── WORKING DATA
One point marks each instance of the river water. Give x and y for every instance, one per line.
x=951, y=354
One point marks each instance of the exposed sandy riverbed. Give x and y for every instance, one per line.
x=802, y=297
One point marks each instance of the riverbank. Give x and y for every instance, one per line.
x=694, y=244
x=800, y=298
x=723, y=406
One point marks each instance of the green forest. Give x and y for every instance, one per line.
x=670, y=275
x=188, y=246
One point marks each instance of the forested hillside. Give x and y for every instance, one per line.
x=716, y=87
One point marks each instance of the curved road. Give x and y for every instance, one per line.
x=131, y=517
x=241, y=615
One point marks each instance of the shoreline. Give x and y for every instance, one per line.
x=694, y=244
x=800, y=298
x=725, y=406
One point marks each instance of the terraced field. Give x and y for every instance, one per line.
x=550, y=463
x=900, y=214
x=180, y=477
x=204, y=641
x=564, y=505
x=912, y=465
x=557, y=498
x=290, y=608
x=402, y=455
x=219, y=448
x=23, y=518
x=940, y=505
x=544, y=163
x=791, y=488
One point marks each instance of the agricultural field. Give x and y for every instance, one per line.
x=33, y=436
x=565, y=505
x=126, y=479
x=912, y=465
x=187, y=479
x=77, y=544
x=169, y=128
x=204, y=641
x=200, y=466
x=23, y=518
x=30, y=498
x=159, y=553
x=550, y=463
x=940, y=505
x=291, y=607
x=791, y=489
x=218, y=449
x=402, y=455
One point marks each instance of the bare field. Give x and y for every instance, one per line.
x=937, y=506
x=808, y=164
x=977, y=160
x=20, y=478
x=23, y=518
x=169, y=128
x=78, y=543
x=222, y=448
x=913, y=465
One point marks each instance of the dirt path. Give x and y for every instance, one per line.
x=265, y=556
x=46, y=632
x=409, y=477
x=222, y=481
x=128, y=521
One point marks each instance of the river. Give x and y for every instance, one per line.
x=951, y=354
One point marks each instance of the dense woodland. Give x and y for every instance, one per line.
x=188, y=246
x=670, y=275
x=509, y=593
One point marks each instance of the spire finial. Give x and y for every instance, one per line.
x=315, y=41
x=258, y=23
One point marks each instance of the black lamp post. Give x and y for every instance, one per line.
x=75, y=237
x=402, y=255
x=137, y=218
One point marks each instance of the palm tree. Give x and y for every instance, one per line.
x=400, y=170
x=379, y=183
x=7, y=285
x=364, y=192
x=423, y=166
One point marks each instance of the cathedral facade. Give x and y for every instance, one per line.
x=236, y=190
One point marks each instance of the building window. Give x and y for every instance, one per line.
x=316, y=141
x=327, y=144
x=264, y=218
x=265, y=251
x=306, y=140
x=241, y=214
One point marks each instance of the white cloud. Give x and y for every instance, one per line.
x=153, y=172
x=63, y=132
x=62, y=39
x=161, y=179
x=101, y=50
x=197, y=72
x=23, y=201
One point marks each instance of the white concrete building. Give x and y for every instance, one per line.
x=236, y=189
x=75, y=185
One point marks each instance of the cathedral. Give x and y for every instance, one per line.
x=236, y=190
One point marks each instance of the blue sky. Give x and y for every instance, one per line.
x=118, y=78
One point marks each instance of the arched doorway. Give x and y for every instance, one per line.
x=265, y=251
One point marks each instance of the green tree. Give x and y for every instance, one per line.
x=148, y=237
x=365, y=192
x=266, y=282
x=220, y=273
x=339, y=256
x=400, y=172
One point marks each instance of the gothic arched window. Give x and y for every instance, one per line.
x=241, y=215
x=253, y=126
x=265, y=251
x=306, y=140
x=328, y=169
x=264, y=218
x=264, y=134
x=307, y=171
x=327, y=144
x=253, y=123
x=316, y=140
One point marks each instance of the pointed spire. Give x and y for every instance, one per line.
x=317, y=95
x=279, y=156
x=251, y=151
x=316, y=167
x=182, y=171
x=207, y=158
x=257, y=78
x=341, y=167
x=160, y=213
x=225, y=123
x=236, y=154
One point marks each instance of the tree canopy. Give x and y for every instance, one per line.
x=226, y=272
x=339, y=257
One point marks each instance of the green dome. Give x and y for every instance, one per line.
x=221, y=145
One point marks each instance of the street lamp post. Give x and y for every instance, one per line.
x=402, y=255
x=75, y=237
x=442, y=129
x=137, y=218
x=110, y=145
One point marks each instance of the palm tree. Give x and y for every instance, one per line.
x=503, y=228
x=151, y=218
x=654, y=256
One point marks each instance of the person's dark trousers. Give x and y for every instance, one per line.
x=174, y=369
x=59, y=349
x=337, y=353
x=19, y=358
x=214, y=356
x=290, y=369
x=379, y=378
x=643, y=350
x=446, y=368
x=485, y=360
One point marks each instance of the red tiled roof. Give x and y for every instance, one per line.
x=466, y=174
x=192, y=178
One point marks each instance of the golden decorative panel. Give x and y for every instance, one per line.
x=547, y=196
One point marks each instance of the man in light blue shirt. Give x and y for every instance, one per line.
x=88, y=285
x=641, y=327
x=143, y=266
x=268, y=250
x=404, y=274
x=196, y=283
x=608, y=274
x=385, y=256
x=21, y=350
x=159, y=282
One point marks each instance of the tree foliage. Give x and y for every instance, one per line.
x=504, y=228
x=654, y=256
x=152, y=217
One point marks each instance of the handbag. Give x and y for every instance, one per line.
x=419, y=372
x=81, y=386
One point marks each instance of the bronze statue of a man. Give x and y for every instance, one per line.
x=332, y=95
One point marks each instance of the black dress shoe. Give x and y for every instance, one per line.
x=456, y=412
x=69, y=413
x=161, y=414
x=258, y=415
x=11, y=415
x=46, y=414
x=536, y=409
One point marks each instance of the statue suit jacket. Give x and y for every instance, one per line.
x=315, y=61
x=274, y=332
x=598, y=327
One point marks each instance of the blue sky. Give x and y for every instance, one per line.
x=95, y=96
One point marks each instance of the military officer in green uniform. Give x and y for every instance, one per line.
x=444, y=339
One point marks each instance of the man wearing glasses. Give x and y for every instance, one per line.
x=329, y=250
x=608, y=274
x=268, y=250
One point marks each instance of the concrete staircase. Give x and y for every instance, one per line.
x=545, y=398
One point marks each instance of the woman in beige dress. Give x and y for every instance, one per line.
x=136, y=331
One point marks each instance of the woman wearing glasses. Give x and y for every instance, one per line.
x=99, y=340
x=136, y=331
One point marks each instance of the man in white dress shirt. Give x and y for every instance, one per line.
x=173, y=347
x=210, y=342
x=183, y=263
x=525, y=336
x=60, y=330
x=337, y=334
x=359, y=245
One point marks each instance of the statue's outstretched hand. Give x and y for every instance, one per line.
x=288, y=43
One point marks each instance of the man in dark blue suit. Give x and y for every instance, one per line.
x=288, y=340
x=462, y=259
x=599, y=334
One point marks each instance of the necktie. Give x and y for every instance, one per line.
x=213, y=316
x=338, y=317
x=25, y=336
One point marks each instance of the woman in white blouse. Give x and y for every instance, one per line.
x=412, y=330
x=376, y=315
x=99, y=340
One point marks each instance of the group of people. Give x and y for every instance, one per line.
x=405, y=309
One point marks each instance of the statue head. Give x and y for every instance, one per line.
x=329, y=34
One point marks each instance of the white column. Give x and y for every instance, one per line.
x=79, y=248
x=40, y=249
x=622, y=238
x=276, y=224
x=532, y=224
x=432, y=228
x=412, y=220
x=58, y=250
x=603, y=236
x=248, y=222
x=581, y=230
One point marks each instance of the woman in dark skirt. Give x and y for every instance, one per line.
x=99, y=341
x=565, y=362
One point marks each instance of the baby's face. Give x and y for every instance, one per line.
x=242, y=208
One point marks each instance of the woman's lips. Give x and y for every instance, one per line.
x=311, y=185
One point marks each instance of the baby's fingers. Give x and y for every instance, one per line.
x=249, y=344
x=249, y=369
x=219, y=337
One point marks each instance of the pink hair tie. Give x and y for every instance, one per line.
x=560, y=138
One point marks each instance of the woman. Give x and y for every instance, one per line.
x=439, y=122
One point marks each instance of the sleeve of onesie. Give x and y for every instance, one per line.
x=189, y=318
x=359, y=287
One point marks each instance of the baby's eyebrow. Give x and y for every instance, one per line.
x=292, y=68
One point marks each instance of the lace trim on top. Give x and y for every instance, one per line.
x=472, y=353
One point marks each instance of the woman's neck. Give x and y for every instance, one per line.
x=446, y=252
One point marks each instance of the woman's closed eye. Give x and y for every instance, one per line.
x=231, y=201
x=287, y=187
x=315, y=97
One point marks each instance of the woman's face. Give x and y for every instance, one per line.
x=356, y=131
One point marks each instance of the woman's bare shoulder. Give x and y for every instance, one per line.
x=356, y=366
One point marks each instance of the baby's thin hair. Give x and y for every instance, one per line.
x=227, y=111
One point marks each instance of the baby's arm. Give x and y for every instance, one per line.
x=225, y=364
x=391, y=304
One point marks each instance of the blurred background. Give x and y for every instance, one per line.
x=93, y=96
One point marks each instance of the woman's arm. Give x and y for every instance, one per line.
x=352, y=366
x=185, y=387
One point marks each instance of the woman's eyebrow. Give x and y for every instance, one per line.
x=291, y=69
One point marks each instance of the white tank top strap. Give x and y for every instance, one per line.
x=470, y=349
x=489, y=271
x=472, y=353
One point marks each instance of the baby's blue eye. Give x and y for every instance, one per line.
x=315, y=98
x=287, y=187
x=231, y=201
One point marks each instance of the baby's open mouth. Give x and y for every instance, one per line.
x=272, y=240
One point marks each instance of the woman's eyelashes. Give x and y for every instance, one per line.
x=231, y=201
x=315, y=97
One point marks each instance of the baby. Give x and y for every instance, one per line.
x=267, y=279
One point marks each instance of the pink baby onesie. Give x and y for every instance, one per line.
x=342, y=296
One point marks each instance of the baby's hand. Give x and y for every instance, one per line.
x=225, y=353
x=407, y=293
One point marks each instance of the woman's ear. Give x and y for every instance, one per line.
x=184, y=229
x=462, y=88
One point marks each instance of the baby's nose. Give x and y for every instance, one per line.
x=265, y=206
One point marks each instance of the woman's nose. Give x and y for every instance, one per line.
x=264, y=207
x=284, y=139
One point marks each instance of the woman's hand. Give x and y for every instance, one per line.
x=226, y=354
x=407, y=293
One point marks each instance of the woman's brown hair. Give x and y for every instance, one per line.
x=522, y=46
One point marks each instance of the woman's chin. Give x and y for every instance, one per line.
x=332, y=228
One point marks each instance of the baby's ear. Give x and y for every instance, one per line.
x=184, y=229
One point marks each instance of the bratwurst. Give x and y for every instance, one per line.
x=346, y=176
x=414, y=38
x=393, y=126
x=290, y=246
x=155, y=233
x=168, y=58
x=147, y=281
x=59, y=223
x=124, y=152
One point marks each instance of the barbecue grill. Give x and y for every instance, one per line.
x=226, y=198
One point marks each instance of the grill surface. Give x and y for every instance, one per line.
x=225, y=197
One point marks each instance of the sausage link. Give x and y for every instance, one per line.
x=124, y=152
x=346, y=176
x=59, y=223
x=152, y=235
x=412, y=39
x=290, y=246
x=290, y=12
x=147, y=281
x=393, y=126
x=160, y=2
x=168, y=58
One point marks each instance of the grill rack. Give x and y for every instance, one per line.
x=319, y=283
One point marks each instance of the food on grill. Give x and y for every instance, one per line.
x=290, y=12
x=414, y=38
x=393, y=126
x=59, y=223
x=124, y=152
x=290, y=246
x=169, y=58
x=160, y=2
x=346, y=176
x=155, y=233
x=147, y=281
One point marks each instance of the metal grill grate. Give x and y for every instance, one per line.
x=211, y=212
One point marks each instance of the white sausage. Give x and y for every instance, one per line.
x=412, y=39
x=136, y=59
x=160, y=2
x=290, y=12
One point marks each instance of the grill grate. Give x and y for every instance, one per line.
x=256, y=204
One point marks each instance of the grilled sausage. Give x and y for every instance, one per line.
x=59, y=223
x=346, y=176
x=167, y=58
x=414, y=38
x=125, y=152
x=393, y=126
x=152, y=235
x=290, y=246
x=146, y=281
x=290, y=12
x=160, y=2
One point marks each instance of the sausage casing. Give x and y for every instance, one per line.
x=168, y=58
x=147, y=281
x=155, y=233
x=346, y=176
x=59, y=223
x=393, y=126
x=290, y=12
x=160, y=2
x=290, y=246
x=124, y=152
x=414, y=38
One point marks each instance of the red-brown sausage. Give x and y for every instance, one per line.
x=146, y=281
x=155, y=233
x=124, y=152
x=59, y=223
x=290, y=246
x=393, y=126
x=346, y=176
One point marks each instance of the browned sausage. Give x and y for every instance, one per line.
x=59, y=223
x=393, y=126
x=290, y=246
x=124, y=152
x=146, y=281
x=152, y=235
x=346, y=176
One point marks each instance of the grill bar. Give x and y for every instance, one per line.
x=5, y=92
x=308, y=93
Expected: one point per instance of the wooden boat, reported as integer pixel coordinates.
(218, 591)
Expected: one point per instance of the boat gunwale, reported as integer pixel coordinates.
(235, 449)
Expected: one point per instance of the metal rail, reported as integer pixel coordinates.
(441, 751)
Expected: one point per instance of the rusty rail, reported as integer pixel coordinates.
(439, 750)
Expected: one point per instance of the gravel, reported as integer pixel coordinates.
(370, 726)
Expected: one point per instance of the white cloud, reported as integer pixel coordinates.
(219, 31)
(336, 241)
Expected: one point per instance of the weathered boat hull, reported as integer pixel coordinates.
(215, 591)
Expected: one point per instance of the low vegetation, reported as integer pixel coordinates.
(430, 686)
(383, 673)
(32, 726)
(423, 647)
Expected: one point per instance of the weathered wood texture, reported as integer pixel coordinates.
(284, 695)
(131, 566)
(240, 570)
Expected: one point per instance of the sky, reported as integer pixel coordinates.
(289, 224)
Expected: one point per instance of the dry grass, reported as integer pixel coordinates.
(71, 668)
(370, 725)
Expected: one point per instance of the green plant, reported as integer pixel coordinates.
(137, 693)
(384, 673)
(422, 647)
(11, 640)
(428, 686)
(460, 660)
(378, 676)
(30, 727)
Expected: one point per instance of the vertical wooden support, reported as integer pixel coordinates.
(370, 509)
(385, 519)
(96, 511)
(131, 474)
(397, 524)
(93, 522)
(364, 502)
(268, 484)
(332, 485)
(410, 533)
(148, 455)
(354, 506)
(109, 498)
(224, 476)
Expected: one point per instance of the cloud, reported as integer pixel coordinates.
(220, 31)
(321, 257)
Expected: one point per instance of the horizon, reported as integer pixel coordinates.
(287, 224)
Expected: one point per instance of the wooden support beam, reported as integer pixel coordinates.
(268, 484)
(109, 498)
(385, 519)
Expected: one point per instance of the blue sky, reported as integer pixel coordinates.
────
TASK ITEM
Leave out every line before the one containing "Expected: one point per instance of the white". Transcribe that line and all lines after it through the end of the data above, exactly.

RESPONSE
Expected: one point per instance of the white cloud, reported as integer pixel coordinates.
(219, 31)
(336, 241)
Expected: one point per instance of the weathered boat hull, reported as integer pixel coordinates.
(215, 591)
Expected: one point per instance of the low vegetation, reported as integer pixel coordinates.
(430, 686)
(383, 673)
(32, 726)
(423, 647)
Expected: one point per instance of the weathered wood texture, reported as integer pixel coordinates.
(284, 695)
(131, 566)
(240, 570)
Expected: one point per instance of the sky, reported as integer pixel coordinates.
(289, 224)
Expected: one point per instance of the dry grass, reported as integer pixel coordinates.
(71, 668)
(370, 725)
Expected: one point per instance of the green plant, reported as integer pixel coordinates.
(137, 693)
(384, 673)
(422, 647)
(11, 640)
(428, 686)
(460, 660)
(378, 676)
(30, 727)
Expected: one point per instance of the vertical wooden support, reported as integer pixel coordinates.
(370, 509)
(385, 519)
(96, 511)
(131, 474)
(397, 524)
(93, 522)
(364, 502)
(268, 484)
(332, 485)
(410, 533)
(148, 455)
(354, 506)
(109, 498)
(224, 476)
Expected: one point per instance of the cloud, reported as integer pixel coordinates.
(220, 31)
(321, 257)
Expected: one point per instance of the horizon, reported as integer pixel coordinates.
(287, 224)
Expected: one point per instance of the wooden support beam, reported as integer pixel coordinates.
(268, 484)
(109, 498)
(385, 519)
Expected: one point per instance of the blue sky, reported as integer pixel coordinates.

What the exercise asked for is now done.